■ **Source text**
>> begin

Assuming you have two log-files in:
C:/temp/my.log
C:/temp/alsoMy.log
'cd' to C: and use:
grep -r somethingtosearch temp/*.log
It will give you a list like:
temp/my.log:somethingtosearch
temp/alsoMy.log:somethingtosearch1
temp/alsoMy.log:somethingtosearch2
I think the real solution is:
cat *.log | grep -H somethingtosearch
Command:
grep -rl --include="*.js" "searchString" ${PWD}
Returned output:
/root/test/bas.js
If you want to see the full paths, I would recommend to cd to the top directory (of your drive if using Windows)
cd C:\
grep -r somethingtosearch C:\Users\Ozzesh\temp
Or on Linux:
cd /
grep -r somethingtosearch ~/temp
If you really resist on your file name filtering (*.log) and you want recursive (files are not all in the same directory), combining find and grep is the most flexible way:
cd /
find ~/temp -iname '*.log' -type f -exec grep somethingtosearch '{}' \;
It is similar to BVB Media's answer.

>> end

■ **Information shown**
>> begin

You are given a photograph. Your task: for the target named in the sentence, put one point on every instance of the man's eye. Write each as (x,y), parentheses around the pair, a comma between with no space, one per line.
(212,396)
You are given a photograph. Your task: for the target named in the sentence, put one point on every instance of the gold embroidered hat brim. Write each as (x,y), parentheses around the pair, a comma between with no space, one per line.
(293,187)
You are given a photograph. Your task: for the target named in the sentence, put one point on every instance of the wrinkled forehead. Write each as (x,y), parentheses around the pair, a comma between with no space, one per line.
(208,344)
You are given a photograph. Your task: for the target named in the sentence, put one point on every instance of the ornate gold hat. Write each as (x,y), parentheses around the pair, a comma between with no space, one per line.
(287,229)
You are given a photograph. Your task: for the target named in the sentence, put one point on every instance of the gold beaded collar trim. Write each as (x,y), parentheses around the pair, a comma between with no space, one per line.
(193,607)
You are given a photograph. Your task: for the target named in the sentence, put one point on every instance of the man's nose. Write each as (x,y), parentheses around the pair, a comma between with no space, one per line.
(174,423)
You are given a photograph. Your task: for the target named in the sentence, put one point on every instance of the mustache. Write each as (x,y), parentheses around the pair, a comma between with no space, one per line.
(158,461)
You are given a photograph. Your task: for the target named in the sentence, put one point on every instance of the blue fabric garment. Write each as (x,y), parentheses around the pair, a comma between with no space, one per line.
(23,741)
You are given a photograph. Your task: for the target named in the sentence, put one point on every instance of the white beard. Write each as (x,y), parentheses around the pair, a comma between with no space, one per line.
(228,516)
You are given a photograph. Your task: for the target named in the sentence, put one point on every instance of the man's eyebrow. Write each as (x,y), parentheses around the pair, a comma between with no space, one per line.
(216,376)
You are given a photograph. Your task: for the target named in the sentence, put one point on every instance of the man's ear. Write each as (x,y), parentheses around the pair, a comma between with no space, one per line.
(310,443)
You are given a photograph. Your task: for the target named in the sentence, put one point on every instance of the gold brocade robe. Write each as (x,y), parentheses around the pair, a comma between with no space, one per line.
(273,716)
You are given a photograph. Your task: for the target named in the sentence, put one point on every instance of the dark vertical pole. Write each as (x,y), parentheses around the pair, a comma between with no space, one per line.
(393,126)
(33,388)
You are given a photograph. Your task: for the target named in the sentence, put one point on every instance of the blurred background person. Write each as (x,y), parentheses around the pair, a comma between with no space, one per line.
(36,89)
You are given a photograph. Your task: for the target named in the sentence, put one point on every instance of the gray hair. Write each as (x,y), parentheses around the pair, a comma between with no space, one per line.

>> end

■ **Task details**
In the text above about searching files with grep, list every command line that starts with the word "grep".

■ **Solution to this task**
grep -r somethingtosearch temp/*.log
grep -rl --include="*.js" "searchString" ${PWD}
grep -r somethingtosearch C:\Users\Ozzesh\temp
grep -r somethingtosearch ~/temp